## Exercise description
Set down the stretch of the records from their start through the line containing "negative clicks: (266, 252) (172, 299)", keeping every character unchanged.

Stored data
_ _ _ _
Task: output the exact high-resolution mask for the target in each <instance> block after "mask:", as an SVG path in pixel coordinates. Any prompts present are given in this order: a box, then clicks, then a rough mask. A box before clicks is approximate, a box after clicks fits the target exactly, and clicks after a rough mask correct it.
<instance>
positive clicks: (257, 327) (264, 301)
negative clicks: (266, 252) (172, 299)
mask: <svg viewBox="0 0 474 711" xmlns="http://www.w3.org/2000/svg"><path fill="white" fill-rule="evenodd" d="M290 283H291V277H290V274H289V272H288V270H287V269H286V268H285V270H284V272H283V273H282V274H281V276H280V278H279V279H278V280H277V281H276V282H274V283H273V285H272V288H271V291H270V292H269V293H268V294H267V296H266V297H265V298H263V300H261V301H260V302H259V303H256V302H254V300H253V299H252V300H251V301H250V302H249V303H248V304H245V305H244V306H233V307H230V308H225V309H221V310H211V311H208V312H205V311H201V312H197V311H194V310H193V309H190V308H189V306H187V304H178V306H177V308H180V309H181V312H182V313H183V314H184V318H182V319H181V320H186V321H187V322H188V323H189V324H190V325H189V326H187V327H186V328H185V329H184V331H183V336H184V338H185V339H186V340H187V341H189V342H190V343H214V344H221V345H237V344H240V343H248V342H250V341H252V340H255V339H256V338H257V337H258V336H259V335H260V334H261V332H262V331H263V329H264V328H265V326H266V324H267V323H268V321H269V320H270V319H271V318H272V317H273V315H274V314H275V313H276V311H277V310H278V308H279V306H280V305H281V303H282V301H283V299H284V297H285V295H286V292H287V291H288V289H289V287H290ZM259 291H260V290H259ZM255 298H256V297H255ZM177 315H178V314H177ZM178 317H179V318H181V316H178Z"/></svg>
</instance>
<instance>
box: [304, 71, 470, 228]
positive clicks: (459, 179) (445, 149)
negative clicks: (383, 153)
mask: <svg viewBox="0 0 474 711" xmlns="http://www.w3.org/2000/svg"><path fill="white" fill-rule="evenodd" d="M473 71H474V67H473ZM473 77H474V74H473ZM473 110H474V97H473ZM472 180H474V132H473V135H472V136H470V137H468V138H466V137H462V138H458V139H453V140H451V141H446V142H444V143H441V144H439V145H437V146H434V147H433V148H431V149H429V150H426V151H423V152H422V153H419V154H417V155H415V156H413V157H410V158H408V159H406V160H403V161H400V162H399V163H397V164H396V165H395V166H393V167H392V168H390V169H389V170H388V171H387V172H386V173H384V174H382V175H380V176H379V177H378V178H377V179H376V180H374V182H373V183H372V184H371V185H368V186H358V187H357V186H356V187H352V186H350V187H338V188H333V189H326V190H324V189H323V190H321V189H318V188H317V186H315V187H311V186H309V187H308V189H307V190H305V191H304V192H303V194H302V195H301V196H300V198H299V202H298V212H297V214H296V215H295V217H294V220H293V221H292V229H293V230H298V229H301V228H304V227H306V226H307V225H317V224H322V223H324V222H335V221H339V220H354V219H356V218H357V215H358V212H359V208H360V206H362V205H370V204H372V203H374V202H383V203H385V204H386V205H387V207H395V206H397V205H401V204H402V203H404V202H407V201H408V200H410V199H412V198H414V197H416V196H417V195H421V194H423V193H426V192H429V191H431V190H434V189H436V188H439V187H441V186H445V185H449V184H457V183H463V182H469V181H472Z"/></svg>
_ _ _ _
## Written reply
Task: output the exact high-resolution mask for the target in each <instance> block after "mask:", as an SVG path in pixel coordinates. Any prompts present are given in this order: a box, then clicks, then a rough mask. A box before clicks is approximate, a box after clicks fits the target exactly, and clicks after a rough mask correct it.
<instance>
positive clicks: (257, 327) (264, 301)
negative clicks: (266, 252) (172, 299)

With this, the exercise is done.